Task prompt: Count the lines below that contain the string "pixels", matching case exactly, and give only the number.

Records for the exercise:
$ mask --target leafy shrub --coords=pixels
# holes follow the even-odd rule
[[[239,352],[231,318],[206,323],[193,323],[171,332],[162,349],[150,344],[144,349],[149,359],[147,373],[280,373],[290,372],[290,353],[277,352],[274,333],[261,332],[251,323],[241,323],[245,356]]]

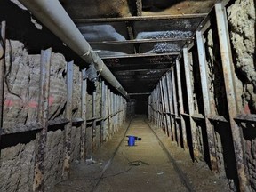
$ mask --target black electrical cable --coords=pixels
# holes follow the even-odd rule
[[[180,176],[180,178],[182,180],[184,186],[188,188],[188,190],[189,192],[196,192],[196,190],[194,189],[193,186],[190,184],[190,182],[189,182],[188,179],[187,178],[187,176],[185,175],[185,173],[182,172],[182,170],[180,169],[180,167],[179,166],[179,164],[177,164],[175,159],[172,157],[172,156],[167,150],[167,148],[165,148],[164,143],[161,141],[161,140],[159,139],[157,134],[154,132],[154,130],[152,129],[150,124],[146,120],[144,120],[144,122],[148,124],[148,126],[150,128],[150,130],[152,131],[154,135],[157,138],[160,146],[162,147],[163,150],[165,152],[165,154],[168,156],[170,162],[173,164],[174,170],[176,171],[176,172]]]

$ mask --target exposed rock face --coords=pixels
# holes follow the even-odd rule
[[[40,55],[28,55],[24,44],[8,41],[4,81],[4,128],[37,121],[39,105]],[[63,116],[66,104],[66,61],[52,53],[49,119]]]
[[[253,0],[236,0],[228,8],[231,27],[231,42],[236,53],[236,75],[244,85],[242,97],[248,102],[251,112],[256,112],[255,72],[255,3]],[[244,112],[247,103],[244,103]]]
[[[79,67],[74,65],[73,76],[73,117],[81,117],[81,73]]]
[[[28,56],[24,44],[7,41],[4,127],[37,120],[39,55]]]
[[[35,141],[1,150],[0,191],[31,191]]]
[[[45,148],[45,189],[61,180],[64,161],[64,132],[49,132]]]
[[[236,73],[243,84],[243,113],[256,112],[255,1],[236,0],[228,8]],[[256,190],[255,127],[242,124],[248,180]]]

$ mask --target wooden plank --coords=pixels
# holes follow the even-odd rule
[[[87,78],[86,69],[82,70],[82,84],[81,84],[81,117],[84,120],[81,124],[81,159],[86,158],[86,95],[87,95]]]
[[[44,191],[44,157],[49,113],[51,54],[51,48],[41,51],[38,122],[43,129],[37,137],[36,145],[33,191]]]
[[[5,30],[6,23],[2,21],[0,25],[0,156],[1,156],[1,135],[3,132],[3,111],[4,92],[4,66],[5,66]]]
[[[191,115],[195,113],[195,108],[194,108],[192,81],[190,74],[190,59],[188,48],[183,49],[183,59],[184,59],[184,68],[186,76],[187,100],[188,104],[189,123],[192,137],[192,146],[190,146],[190,148],[193,148],[193,155],[194,155],[193,158],[195,160],[199,158],[200,152],[198,151],[198,144],[196,140],[197,132],[196,124],[191,117]]]
[[[101,100],[100,100],[100,116],[101,117],[106,116],[106,94],[105,94],[105,82],[101,81]],[[100,122],[100,141],[102,143],[104,141],[104,132],[105,132],[105,120]]]
[[[69,123],[65,125],[64,131],[64,163],[63,178],[68,179],[70,171],[71,155],[71,131],[72,131],[72,98],[73,98],[73,66],[74,61],[67,63],[67,105],[65,108],[66,118]]]
[[[166,84],[167,84],[167,92],[169,96],[169,106],[170,106],[170,114],[173,114],[173,91],[172,91],[172,84],[170,74],[166,76]],[[177,142],[176,131],[175,131],[175,119],[173,116],[170,116],[171,119],[171,129],[172,129],[172,140]]]
[[[175,76],[174,76],[174,68],[173,67],[171,67],[171,73],[169,74],[171,76],[172,79],[172,99],[173,99],[173,109],[174,109],[174,114],[175,116],[178,116],[178,106],[177,106],[177,92],[176,92],[176,84],[175,84]],[[167,75],[168,76],[168,75]],[[173,117],[173,121],[175,122],[175,129],[177,132],[177,143],[178,145],[180,146],[180,125],[178,122],[175,120],[175,116]]]
[[[178,85],[178,97],[179,97],[179,107],[180,113],[184,114],[184,106],[183,106],[183,94],[181,88],[181,73],[180,73],[180,60],[176,60],[176,74],[177,74],[177,85]],[[183,139],[183,146],[184,148],[188,148],[188,141],[187,141],[187,131],[186,131],[186,124],[183,116],[180,116],[181,120],[181,129],[182,129],[182,139]]]
[[[199,59],[199,69],[200,69],[200,77],[201,77],[201,87],[202,87],[202,94],[203,94],[203,103],[204,103],[204,116],[208,116],[211,114],[211,104],[210,104],[210,84],[208,82],[208,71],[207,71],[207,61],[206,61],[206,53],[204,47],[204,35],[201,31],[196,31],[196,44],[198,50],[198,59]],[[208,118],[205,118],[205,126],[206,126],[206,133],[207,133],[207,141],[209,148],[209,155],[210,155],[210,164],[211,170],[212,172],[219,172],[218,166],[218,156],[216,152],[216,145],[214,139],[214,128],[211,124]]]
[[[160,80],[160,91],[161,91],[161,100],[162,100],[162,108],[163,112],[166,113],[169,111],[169,105],[168,105],[168,95],[167,95],[167,90],[166,90],[166,84],[165,84],[165,76],[163,76]],[[166,114],[163,115],[164,117],[164,132],[165,133],[170,136],[171,132],[171,122],[169,117],[166,116]]]
[[[120,17],[120,18],[99,18],[99,19],[76,19],[76,23],[102,23],[102,22],[127,22],[127,21],[145,21],[145,20],[164,20],[173,19],[193,19],[204,18],[207,13],[197,14],[177,14],[177,15],[162,15],[162,16],[138,16],[138,17]]]
[[[96,116],[96,91],[92,92],[92,116]],[[99,135],[99,130],[96,127],[96,119],[92,123],[92,152],[93,153],[97,147],[98,147],[98,137]]]
[[[220,45],[220,55],[222,60],[222,68],[224,74],[224,83],[226,88],[226,96],[228,100],[229,124],[232,131],[234,142],[237,174],[240,184],[240,191],[250,191],[250,184],[248,182],[248,175],[246,174],[246,167],[244,162],[244,154],[243,147],[243,132],[239,129],[234,118],[236,117],[237,109],[237,100],[236,95],[236,85],[234,82],[235,69],[232,60],[229,32],[227,20],[226,8],[221,3],[215,4],[215,12],[217,20],[217,28],[219,35],[219,42]]]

Full answer: 4